## start Extracted text

Blog Posts from July, 2009

Three Kinds of Measurement and Two Ways to Use Them

Wednesday, July 22nd, 2009

In the testing business, we’ve been wrestling with the measurement problem for quite a while. I think there are two prongs to the problem. The first is the aphorism that “you can’t control what you can’t measure”. The second is the confusion between measurement (which can be either quantitative or qualitative) and metrics, which are mathematical functions of measurements, and therefore fundamentally quantitative, only quantitative.

I don’t know if you can’t control something that you can’t measure, but you can certainly make responsible, defensible choices control things based on non-quantitative measures. For example, I’m hungry right now, and the non-bald parts of my head are a little shaggy. I’m not really comfortable with the keyboard on my new ThinkPad, but I like the display even though the default fonts seem to be a little on the small side for an astigmatic guy approaching his 50s. I can measure and manage all of these things without applying numbers.

I’m going to go grab a bite after I’ve finished this note; I’ll get my wife to give me a haircut before she heads out on the canoe trip, and I’ll trim my beard on my own. I can’t do much about the keyboard, although I can measure it by saying that I liked my old machine’s keys better. And I can grow the fonts in the browser by pressing Ctrl-+ until I’m happy again. In each case, I’m measuring to manage just the effects that I want, even though I’m doing it without quantitative measures. (Thanks to Matt Heusser for pointing out the haircut example to me; and thanks to Cem Kaner for pointing out the significance of the fact that I griped about the keyboard before complimenting the display.)

## end Extracted text

Set problem A:
In the blog post, who is thanked for pointing out the haircut example?
Set problem B:
Retype everything in the blog post from "In the testing" down to "quantitative, only quantitative.", word for word.
Rely on the blog post alone.

## start Records provided

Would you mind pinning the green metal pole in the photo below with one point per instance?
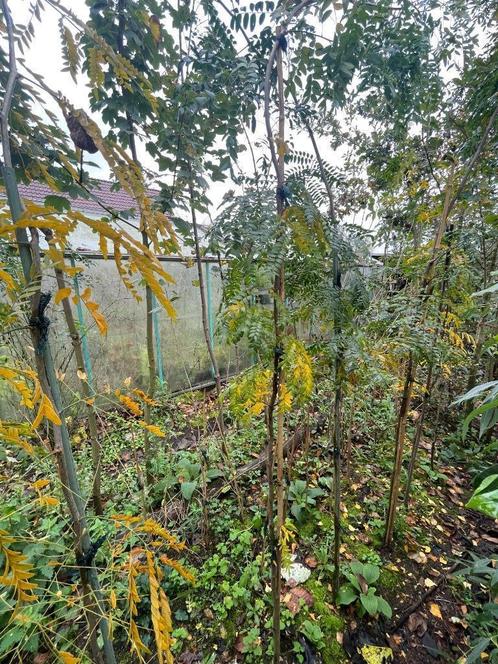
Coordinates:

## end Records provided
## start Records provided

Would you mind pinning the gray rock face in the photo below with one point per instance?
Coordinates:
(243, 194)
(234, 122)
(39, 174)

## end Records provided
## start Records provided

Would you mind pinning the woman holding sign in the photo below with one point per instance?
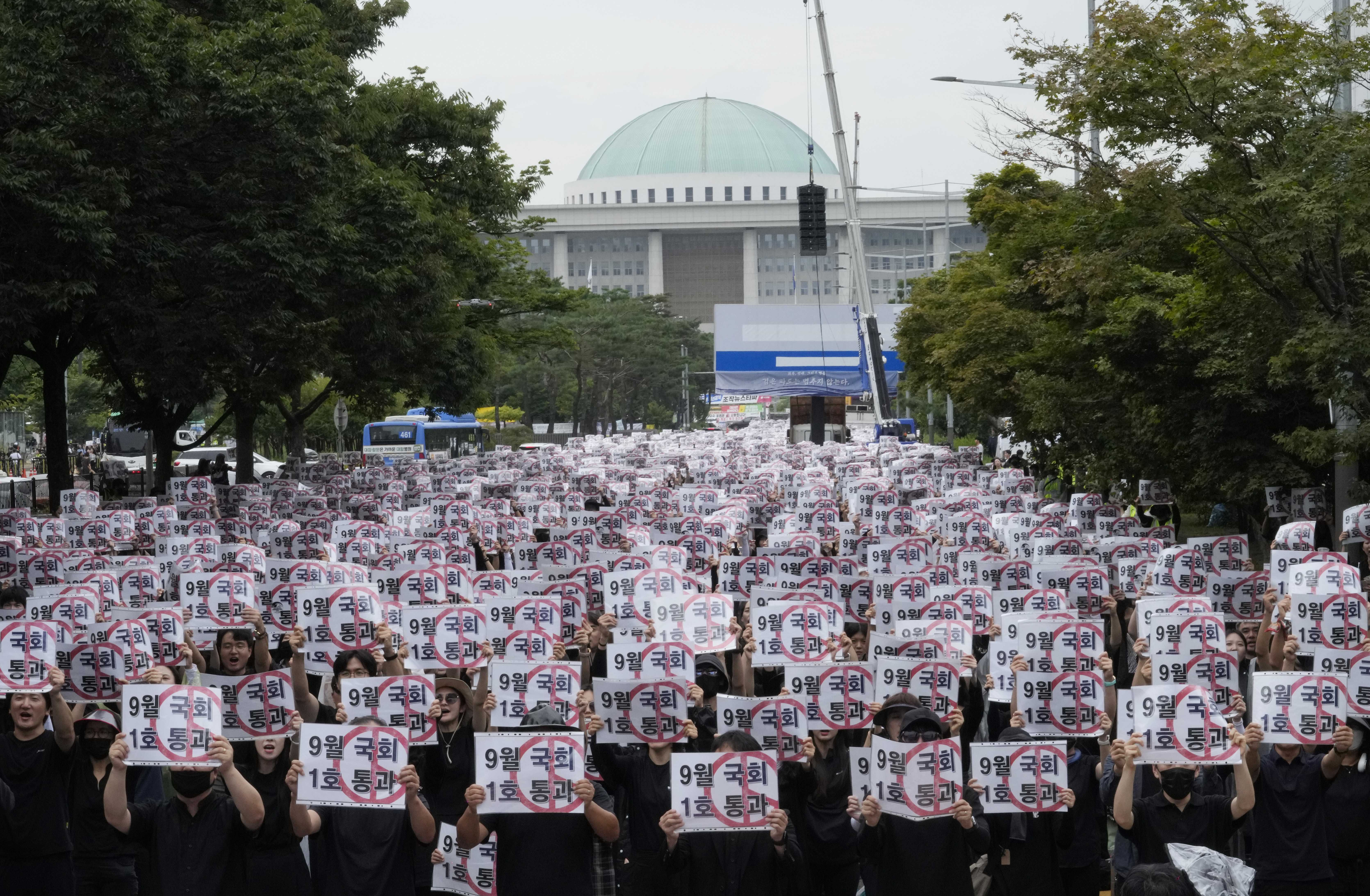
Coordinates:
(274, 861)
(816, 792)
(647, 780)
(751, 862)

## end Records provided

Correct answer A:
Matt Heusser

Correct answer B:
In the testing business, we’ve been wrestling with the measurement problem for quite a while. I think there are two prongs to the problem. The first is the aphorism that “you can’t control what you can’t measure”. The second is the confusion between measurement (which can be either quantitative or qualitative) and metrics, which are mathematical functions of measurements, and therefore fundamentally quantitative, only quantitative.